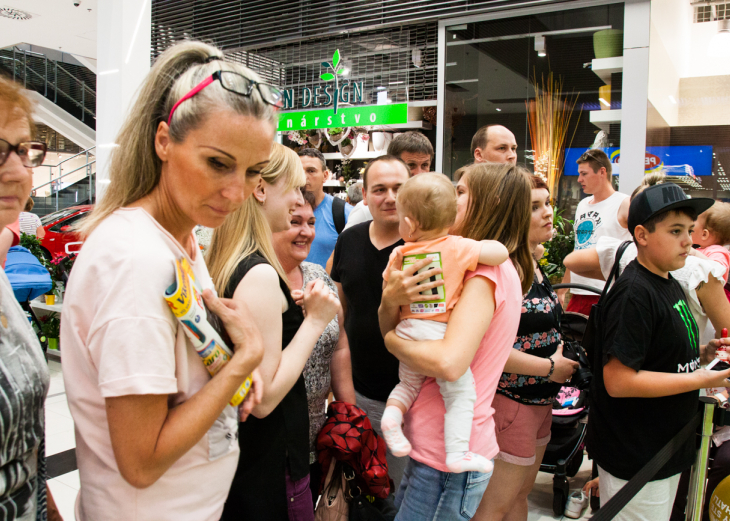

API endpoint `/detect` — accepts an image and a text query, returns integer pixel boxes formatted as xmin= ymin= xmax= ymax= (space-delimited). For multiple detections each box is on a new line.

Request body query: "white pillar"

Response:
xmin=618 ymin=0 xmax=651 ymax=195
xmin=96 ymin=0 xmax=152 ymax=201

....

What to produce:
Express the listing above as a Markdown table with the columns Row and Line, one numbered row per non-blank line and blank lines skipped. Leave the picture out of the answer.

Exercise output:
| Row | Line |
|---|---|
| 1 | API endpoint `/detect` — accepts an image and a text query, returns integer pixel boxes formatted as xmin= ymin= xmax= ymax= (space-delimited). For multiple detections each box is on a new line. |
| 2 | Request body query: "white pillar" |
| 3 | Response: |
| 4 | xmin=618 ymin=0 xmax=651 ymax=195 |
| 5 | xmin=96 ymin=0 xmax=152 ymax=201 |